What is being asked - Which lines in the items below contain the word "green"? Report each of those lines in full.
▼
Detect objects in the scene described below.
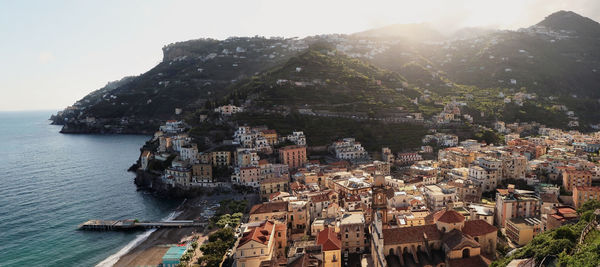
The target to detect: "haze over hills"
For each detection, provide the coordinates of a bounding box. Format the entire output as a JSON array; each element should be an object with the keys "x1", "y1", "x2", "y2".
[{"x1": 53, "y1": 11, "x2": 600, "y2": 133}]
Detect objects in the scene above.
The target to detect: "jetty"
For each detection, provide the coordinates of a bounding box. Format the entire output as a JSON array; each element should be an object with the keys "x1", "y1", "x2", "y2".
[{"x1": 78, "y1": 220, "x2": 206, "y2": 231}]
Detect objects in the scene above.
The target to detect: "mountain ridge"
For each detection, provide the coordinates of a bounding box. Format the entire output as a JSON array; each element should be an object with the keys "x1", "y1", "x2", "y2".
[{"x1": 52, "y1": 11, "x2": 600, "y2": 132}]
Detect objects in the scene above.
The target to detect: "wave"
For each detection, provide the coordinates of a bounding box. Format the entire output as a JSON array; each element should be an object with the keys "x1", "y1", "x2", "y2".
[{"x1": 96, "y1": 211, "x2": 181, "y2": 267}]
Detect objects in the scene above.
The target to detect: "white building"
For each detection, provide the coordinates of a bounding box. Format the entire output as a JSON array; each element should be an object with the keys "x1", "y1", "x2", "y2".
[{"x1": 330, "y1": 138, "x2": 369, "y2": 160}]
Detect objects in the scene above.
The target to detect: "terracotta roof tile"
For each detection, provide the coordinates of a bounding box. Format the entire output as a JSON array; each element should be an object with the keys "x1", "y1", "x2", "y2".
[
  {"x1": 433, "y1": 210, "x2": 465, "y2": 223},
  {"x1": 448, "y1": 255, "x2": 488, "y2": 267},
  {"x1": 317, "y1": 227, "x2": 342, "y2": 251},
  {"x1": 462, "y1": 220, "x2": 498, "y2": 237},
  {"x1": 238, "y1": 221, "x2": 274, "y2": 247},
  {"x1": 250, "y1": 201, "x2": 288, "y2": 214},
  {"x1": 383, "y1": 224, "x2": 442, "y2": 245}
]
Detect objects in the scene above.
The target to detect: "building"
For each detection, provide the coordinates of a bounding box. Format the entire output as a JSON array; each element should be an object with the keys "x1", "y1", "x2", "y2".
[
  {"x1": 396, "y1": 153, "x2": 423, "y2": 166},
  {"x1": 506, "y1": 217, "x2": 543, "y2": 246},
  {"x1": 260, "y1": 177, "x2": 290, "y2": 201},
  {"x1": 215, "y1": 105, "x2": 244, "y2": 116},
  {"x1": 211, "y1": 151, "x2": 231, "y2": 167},
  {"x1": 163, "y1": 166, "x2": 192, "y2": 187},
  {"x1": 371, "y1": 210, "x2": 497, "y2": 266},
  {"x1": 140, "y1": 150, "x2": 152, "y2": 171},
  {"x1": 329, "y1": 138, "x2": 369, "y2": 161},
  {"x1": 340, "y1": 212, "x2": 368, "y2": 253},
  {"x1": 562, "y1": 172, "x2": 593, "y2": 192},
  {"x1": 381, "y1": 147, "x2": 396, "y2": 164},
  {"x1": 317, "y1": 227, "x2": 342, "y2": 267},
  {"x1": 423, "y1": 185, "x2": 456, "y2": 211},
  {"x1": 233, "y1": 220, "x2": 276, "y2": 267},
  {"x1": 260, "y1": 130, "x2": 279, "y2": 146},
  {"x1": 279, "y1": 145, "x2": 308, "y2": 170},
  {"x1": 496, "y1": 185, "x2": 541, "y2": 227},
  {"x1": 573, "y1": 186, "x2": 600, "y2": 208},
  {"x1": 285, "y1": 131, "x2": 306, "y2": 146},
  {"x1": 192, "y1": 164, "x2": 213, "y2": 183},
  {"x1": 248, "y1": 201, "x2": 288, "y2": 222},
  {"x1": 162, "y1": 245, "x2": 189, "y2": 267},
  {"x1": 502, "y1": 155, "x2": 527, "y2": 179},
  {"x1": 239, "y1": 167, "x2": 261, "y2": 187},
  {"x1": 468, "y1": 165, "x2": 500, "y2": 192},
  {"x1": 545, "y1": 206, "x2": 579, "y2": 230}
]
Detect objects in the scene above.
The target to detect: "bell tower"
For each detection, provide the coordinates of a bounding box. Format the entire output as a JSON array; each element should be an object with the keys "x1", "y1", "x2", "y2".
[{"x1": 371, "y1": 174, "x2": 387, "y2": 225}]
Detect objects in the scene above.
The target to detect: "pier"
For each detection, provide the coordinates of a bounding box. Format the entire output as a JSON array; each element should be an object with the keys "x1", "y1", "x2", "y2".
[{"x1": 78, "y1": 220, "x2": 206, "y2": 231}]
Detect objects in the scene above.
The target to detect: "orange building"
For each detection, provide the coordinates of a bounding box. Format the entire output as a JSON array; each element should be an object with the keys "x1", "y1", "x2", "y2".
[
  {"x1": 279, "y1": 146, "x2": 307, "y2": 169},
  {"x1": 260, "y1": 130, "x2": 277, "y2": 146},
  {"x1": 562, "y1": 170, "x2": 592, "y2": 192},
  {"x1": 573, "y1": 186, "x2": 600, "y2": 208}
]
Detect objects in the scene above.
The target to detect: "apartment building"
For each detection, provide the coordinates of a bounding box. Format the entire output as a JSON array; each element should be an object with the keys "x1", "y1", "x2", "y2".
[
  {"x1": 573, "y1": 186, "x2": 600, "y2": 208},
  {"x1": 562, "y1": 169, "x2": 593, "y2": 192},
  {"x1": 496, "y1": 185, "x2": 541, "y2": 227},
  {"x1": 340, "y1": 212, "x2": 368, "y2": 253},
  {"x1": 279, "y1": 145, "x2": 308, "y2": 170}
]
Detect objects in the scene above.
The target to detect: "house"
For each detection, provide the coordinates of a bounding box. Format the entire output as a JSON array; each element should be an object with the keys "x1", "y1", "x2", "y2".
[
  {"x1": 329, "y1": 138, "x2": 369, "y2": 161},
  {"x1": 211, "y1": 151, "x2": 231, "y2": 167},
  {"x1": 140, "y1": 150, "x2": 152, "y2": 171},
  {"x1": 215, "y1": 105, "x2": 244, "y2": 116},
  {"x1": 279, "y1": 145, "x2": 308, "y2": 170},
  {"x1": 573, "y1": 186, "x2": 600, "y2": 208},
  {"x1": 562, "y1": 169, "x2": 593, "y2": 192},
  {"x1": 248, "y1": 201, "x2": 288, "y2": 222},
  {"x1": 545, "y1": 206, "x2": 579, "y2": 230},
  {"x1": 192, "y1": 164, "x2": 213, "y2": 183},
  {"x1": 496, "y1": 185, "x2": 541, "y2": 227},
  {"x1": 340, "y1": 212, "x2": 368, "y2": 253},
  {"x1": 506, "y1": 217, "x2": 543, "y2": 246},
  {"x1": 317, "y1": 228, "x2": 342, "y2": 267},
  {"x1": 260, "y1": 177, "x2": 290, "y2": 201},
  {"x1": 371, "y1": 209, "x2": 497, "y2": 266},
  {"x1": 233, "y1": 220, "x2": 276, "y2": 267}
]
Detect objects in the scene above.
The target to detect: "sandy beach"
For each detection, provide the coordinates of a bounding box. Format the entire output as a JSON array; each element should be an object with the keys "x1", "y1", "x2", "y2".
[{"x1": 114, "y1": 194, "x2": 255, "y2": 267}]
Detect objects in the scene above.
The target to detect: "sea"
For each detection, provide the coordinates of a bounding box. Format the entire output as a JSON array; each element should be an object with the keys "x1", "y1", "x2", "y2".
[{"x1": 0, "y1": 111, "x2": 180, "y2": 267}]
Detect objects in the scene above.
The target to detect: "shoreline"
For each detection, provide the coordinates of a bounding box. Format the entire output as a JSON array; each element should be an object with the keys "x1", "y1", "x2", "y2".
[{"x1": 103, "y1": 192, "x2": 251, "y2": 267}]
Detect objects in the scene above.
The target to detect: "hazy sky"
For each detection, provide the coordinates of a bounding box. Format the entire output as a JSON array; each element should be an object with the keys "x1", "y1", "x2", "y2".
[{"x1": 0, "y1": 0, "x2": 600, "y2": 110}]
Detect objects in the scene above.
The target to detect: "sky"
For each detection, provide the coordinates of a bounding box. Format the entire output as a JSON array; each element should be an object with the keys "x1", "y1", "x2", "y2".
[{"x1": 0, "y1": 0, "x2": 600, "y2": 111}]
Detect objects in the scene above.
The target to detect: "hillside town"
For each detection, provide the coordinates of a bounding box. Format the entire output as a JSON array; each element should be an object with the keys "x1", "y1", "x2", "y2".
[{"x1": 139, "y1": 117, "x2": 600, "y2": 267}]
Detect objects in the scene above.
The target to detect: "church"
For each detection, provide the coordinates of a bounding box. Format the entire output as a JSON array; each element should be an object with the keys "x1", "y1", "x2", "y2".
[{"x1": 369, "y1": 177, "x2": 497, "y2": 267}]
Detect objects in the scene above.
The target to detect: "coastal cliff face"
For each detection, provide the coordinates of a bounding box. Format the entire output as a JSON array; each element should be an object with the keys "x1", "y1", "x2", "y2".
[
  {"x1": 50, "y1": 37, "x2": 306, "y2": 133},
  {"x1": 50, "y1": 11, "x2": 600, "y2": 133}
]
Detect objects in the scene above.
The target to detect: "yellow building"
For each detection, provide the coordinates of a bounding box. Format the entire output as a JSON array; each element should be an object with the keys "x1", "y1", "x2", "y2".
[
  {"x1": 192, "y1": 164, "x2": 213, "y2": 183},
  {"x1": 562, "y1": 170, "x2": 593, "y2": 192},
  {"x1": 249, "y1": 201, "x2": 288, "y2": 222},
  {"x1": 260, "y1": 130, "x2": 278, "y2": 146},
  {"x1": 234, "y1": 221, "x2": 276, "y2": 267},
  {"x1": 573, "y1": 186, "x2": 600, "y2": 208},
  {"x1": 317, "y1": 228, "x2": 342, "y2": 267},
  {"x1": 211, "y1": 151, "x2": 231, "y2": 167},
  {"x1": 260, "y1": 177, "x2": 290, "y2": 201},
  {"x1": 506, "y1": 218, "x2": 542, "y2": 246}
]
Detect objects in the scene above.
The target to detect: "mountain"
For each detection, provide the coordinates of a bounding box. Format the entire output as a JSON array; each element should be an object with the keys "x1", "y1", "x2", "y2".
[
  {"x1": 230, "y1": 47, "x2": 421, "y2": 116},
  {"x1": 352, "y1": 23, "x2": 445, "y2": 42},
  {"x1": 536, "y1": 10, "x2": 600, "y2": 38},
  {"x1": 51, "y1": 37, "x2": 308, "y2": 132},
  {"x1": 52, "y1": 11, "x2": 600, "y2": 133}
]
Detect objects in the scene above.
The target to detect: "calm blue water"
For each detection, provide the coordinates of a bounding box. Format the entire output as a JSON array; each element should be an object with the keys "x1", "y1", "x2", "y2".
[{"x1": 0, "y1": 111, "x2": 178, "y2": 266}]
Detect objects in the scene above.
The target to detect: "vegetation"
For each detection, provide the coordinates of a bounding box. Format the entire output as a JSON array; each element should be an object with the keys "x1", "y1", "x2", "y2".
[
  {"x1": 234, "y1": 113, "x2": 427, "y2": 151},
  {"x1": 198, "y1": 227, "x2": 236, "y2": 267},
  {"x1": 491, "y1": 200, "x2": 600, "y2": 267},
  {"x1": 198, "y1": 199, "x2": 248, "y2": 267}
]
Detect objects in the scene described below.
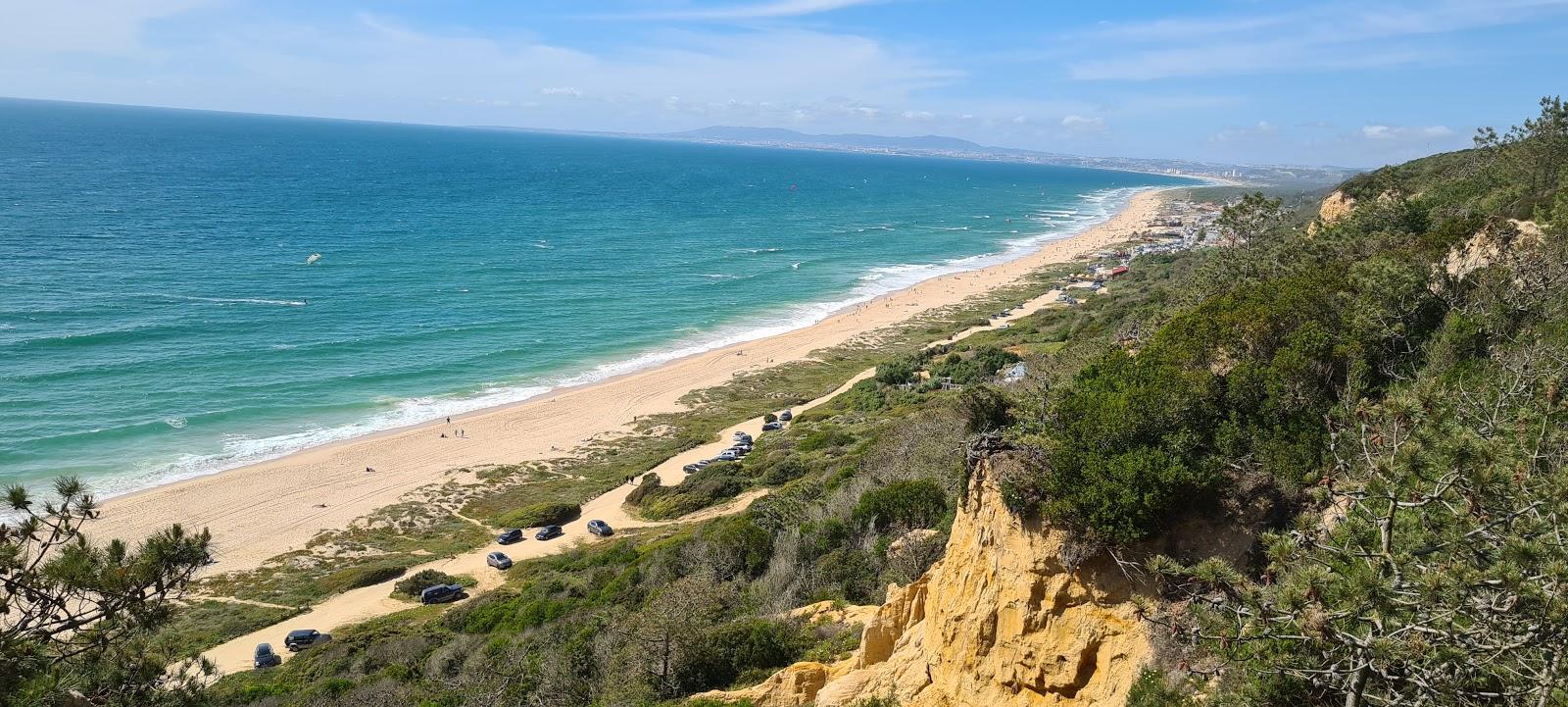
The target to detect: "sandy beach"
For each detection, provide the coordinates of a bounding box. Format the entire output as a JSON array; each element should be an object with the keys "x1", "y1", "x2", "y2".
[{"x1": 92, "y1": 191, "x2": 1179, "y2": 573}]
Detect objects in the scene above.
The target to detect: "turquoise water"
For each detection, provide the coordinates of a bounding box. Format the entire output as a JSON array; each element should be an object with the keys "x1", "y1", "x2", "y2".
[{"x1": 0, "y1": 100, "x2": 1179, "y2": 495}]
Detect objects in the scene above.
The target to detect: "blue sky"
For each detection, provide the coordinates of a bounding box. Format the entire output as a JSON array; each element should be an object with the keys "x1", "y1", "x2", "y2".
[{"x1": 0, "y1": 0, "x2": 1568, "y2": 166}]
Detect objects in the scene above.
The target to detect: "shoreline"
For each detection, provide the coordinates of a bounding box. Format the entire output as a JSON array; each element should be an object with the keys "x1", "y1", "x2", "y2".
[
  {"x1": 42, "y1": 185, "x2": 1160, "y2": 504},
  {"x1": 94, "y1": 186, "x2": 1179, "y2": 573}
]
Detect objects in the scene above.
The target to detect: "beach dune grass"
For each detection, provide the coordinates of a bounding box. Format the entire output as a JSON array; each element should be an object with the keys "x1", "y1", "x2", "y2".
[
  {"x1": 192, "y1": 257, "x2": 1103, "y2": 624},
  {"x1": 201, "y1": 502, "x2": 491, "y2": 607}
]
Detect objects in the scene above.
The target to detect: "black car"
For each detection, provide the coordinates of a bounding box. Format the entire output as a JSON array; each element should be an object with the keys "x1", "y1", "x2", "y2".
[
  {"x1": 284, "y1": 629, "x2": 332, "y2": 652},
  {"x1": 418, "y1": 584, "x2": 467, "y2": 603},
  {"x1": 251, "y1": 642, "x2": 284, "y2": 668}
]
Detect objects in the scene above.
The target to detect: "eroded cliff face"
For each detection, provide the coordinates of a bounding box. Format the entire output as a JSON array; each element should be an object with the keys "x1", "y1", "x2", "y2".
[
  {"x1": 703, "y1": 458, "x2": 1151, "y2": 707},
  {"x1": 1306, "y1": 189, "x2": 1356, "y2": 235}
]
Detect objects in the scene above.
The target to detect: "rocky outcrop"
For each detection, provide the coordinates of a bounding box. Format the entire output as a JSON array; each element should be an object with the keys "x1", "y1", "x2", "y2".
[
  {"x1": 1306, "y1": 191, "x2": 1356, "y2": 235},
  {"x1": 1440, "y1": 220, "x2": 1543, "y2": 279},
  {"x1": 703, "y1": 458, "x2": 1151, "y2": 707}
]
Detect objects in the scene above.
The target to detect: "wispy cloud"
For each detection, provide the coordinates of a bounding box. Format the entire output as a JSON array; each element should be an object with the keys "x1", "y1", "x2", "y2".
[
  {"x1": 1061, "y1": 115, "x2": 1105, "y2": 133},
  {"x1": 1061, "y1": 0, "x2": 1568, "y2": 81},
  {"x1": 1361, "y1": 126, "x2": 1453, "y2": 139}
]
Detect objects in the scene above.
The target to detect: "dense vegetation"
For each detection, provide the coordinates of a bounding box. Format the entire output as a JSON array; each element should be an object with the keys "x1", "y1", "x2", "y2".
[
  {"x1": 0, "y1": 99, "x2": 1568, "y2": 707},
  {"x1": 1116, "y1": 99, "x2": 1568, "y2": 707},
  {"x1": 0, "y1": 479, "x2": 210, "y2": 707}
]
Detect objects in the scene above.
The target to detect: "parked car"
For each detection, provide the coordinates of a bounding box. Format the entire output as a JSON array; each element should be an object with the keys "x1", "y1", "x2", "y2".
[
  {"x1": 418, "y1": 584, "x2": 468, "y2": 603},
  {"x1": 251, "y1": 642, "x2": 284, "y2": 668},
  {"x1": 284, "y1": 629, "x2": 332, "y2": 652}
]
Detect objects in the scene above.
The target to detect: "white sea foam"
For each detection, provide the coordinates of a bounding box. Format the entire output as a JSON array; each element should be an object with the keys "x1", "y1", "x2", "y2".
[
  {"x1": 152, "y1": 295, "x2": 309, "y2": 307},
  {"x1": 85, "y1": 188, "x2": 1166, "y2": 498}
]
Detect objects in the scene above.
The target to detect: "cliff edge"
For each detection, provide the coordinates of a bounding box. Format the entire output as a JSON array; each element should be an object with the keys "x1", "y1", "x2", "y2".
[{"x1": 698, "y1": 456, "x2": 1151, "y2": 707}]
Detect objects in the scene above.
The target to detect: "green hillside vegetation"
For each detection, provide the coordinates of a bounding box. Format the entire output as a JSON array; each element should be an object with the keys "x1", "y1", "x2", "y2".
[
  {"x1": 0, "y1": 99, "x2": 1568, "y2": 707},
  {"x1": 1116, "y1": 99, "x2": 1568, "y2": 707}
]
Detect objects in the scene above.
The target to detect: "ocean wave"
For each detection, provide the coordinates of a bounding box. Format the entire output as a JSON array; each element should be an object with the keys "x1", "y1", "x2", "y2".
[{"x1": 149, "y1": 293, "x2": 309, "y2": 307}]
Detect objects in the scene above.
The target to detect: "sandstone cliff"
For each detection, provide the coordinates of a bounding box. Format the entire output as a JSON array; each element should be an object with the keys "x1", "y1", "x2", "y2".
[{"x1": 703, "y1": 458, "x2": 1151, "y2": 707}]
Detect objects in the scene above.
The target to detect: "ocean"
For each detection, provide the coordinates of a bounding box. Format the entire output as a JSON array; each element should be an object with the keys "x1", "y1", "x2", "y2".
[{"x1": 0, "y1": 99, "x2": 1190, "y2": 497}]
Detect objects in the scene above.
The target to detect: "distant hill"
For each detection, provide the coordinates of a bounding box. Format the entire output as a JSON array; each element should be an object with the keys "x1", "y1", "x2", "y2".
[
  {"x1": 662, "y1": 126, "x2": 998, "y2": 152},
  {"x1": 476, "y1": 126, "x2": 1361, "y2": 188}
]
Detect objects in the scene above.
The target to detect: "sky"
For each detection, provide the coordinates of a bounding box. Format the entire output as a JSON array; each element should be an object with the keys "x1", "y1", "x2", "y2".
[{"x1": 0, "y1": 0, "x2": 1568, "y2": 166}]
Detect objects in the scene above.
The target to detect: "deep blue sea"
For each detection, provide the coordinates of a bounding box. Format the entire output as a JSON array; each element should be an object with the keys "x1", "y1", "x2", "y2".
[{"x1": 0, "y1": 100, "x2": 1182, "y2": 495}]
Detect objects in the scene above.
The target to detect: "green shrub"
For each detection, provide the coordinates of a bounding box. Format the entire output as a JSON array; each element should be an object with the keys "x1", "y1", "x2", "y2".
[
  {"x1": 855, "y1": 479, "x2": 947, "y2": 530},
  {"x1": 392, "y1": 569, "x2": 461, "y2": 599},
  {"x1": 1127, "y1": 668, "x2": 1195, "y2": 707},
  {"x1": 497, "y1": 503, "x2": 583, "y2": 529},
  {"x1": 676, "y1": 618, "x2": 812, "y2": 693},
  {"x1": 795, "y1": 425, "x2": 855, "y2": 451},
  {"x1": 321, "y1": 565, "x2": 408, "y2": 594},
  {"x1": 958, "y1": 385, "x2": 1013, "y2": 434}
]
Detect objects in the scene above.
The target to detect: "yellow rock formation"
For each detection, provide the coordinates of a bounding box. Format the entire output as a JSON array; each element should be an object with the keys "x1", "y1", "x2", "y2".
[{"x1": 701, "y1": 458, "x2": 1151, "y2": 707}]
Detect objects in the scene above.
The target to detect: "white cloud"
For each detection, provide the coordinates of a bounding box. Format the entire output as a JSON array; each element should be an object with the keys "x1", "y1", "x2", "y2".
▲
Correct response -
The target to detect: "green hillside vegetation"
The target to detect: "green shrub"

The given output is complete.